** Exercise requirements **
Can you turn every line of the entries below into a JSON list of strings, one string per line, leaving out blank lines?

───── Material shown

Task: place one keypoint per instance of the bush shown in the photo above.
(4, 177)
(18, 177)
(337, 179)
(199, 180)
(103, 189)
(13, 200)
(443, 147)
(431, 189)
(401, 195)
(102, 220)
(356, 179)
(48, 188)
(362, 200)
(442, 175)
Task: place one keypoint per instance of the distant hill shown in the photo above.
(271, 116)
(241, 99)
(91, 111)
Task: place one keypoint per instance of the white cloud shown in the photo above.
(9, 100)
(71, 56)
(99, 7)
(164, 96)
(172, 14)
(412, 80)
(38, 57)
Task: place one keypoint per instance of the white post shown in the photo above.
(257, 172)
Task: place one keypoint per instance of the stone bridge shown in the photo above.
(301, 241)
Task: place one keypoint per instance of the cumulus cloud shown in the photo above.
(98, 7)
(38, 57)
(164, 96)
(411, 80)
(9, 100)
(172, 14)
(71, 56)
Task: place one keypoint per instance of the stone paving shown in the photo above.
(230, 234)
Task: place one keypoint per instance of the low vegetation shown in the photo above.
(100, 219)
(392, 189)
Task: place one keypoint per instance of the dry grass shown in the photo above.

──────────

** Answer for this exercise **
[
  "Task: place one keypoint per instance of the bush shown in the photo above.",
  "(4, 177)",
  "(18, 177)",
  "(337, 179)",
  "(199, 180)",
  "(103, 189)",
  "(13, 200)",
  "(443, 147)",
  "(431, 189)",
  "(401, 195)",
  "(102, 220)",
  "(356, 179)",
  "(48, 188)",
  "(362, 200)",
  "(442, 175)",
  "Task: place one keypoint per instance of the distant hill shown in the photo above.",
  "(271, 116)",
  "(241, 99)",
  "(91, 111)",
  "Task: place one keypoint per instance of the white cloud shown in the photo above.",
  "(9, 100)",
  "(71, 56)",
  "(99, 7)",
  "(164, 96)",
  "(172, 14)",
  "(412, 80)",
  "(38, 57)",
  "Task: place one keypoint per instance of the white post shown in the photo above.",
  "(257, 172)",
  "Task: place one keypoint per instance of the stone bridge shown in the photo above.",
  "(301, 241)",
  "Task: place one keypoint per instance of the cumulus cloud shown in the photo above.",
  "(98, 7)",
  "(38, 57)",
  "(164, 96)",
  "(411, 80)",
  "(9, 100)",
  "(172, 14)",
  "(71, 56)",
  "Task: place one keypoint per instance of the stone paving shown in the photo above.",
  "(230, 234)",
  "Task: place one keypoint per instance of the low vegetation shown in the photo above.",
  "(100, 219)",
  "(392, 189)",
  "Task: place one keypoint per instance of the dry grass shown in the photo above."
]